Selected text =>
Today we’d like to introduce you to Aarish Netarwala.
Aarish, can you briefly walk us through your story – how you started and how you got to where you are today.
I am a designer working for a large consulting company in a startup/incubator division in the South Bay. We build companies from the ground up after identifying a human need to solve for and leveraging emerging technology to create profitable businesses for our clients. I work as a design strategist and my job responsibilities include activities such as conducting ethnographic research with people to understand what and more importantly why people do the things they do. By uncovering deep insights we can identify user’s unmet needs, pain points and desires to create a product of value to them.

Data below =>
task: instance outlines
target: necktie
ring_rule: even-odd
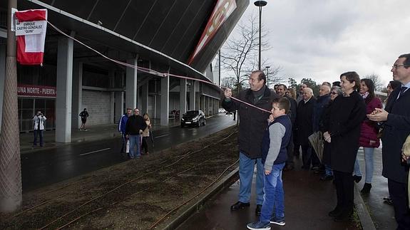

Requirement A =>
Transcribe the interview with Aarish Netarwala from "Aarish, can you" to "value to them.".
Requirement B =>
Pick up the interview with Aarish Netarwala after its last sentence and continue it.

Answer section A =>
Aarish, can you briefly walk us through your story – how you started and how you got to where you are today.
I am a designer working for a large consulting company in a startup/incubator division in the South Bay. We build companies from the ground up after identifying a human need to solve for and leveraging emerging technology to create profitable businesses for our clients. I work as a design strategist and my job responsibilities include activities such as conducting ethnographic research with people to understand what and more importantly why people do the things they do. By uncovering deep insights we can identify user’s unmet needs, pain points and desires to create a product of value to them.

Answer section B =>
My path to being a design strategist has been a winding one, and at different stages in my life, I have gone through experiences that have influenced what I want to do next. I grew up in Bombay, India and completed my high school there. At the time, I was good at two things, sports and Art. Having taken art classes from age 11, I refined my skills and wanted to become a fine artist post high school. However, a part of me had a more practical side, growing up in India, and see the country in need of development, I wanted to help improve peoples lives. While contemplating how to work with these two interests, in the 8th grade my mother introduced me to a lesser-known profession she saw in a design magazine – industrial design. Industrial design is the design of physical products – everything from air conditioners to iPhones to furniture in our homes. It was the perfect balance of art and science for me – bringing aesthetic beauty and improved functionality to people’s lives. I decided to pursue this as my career.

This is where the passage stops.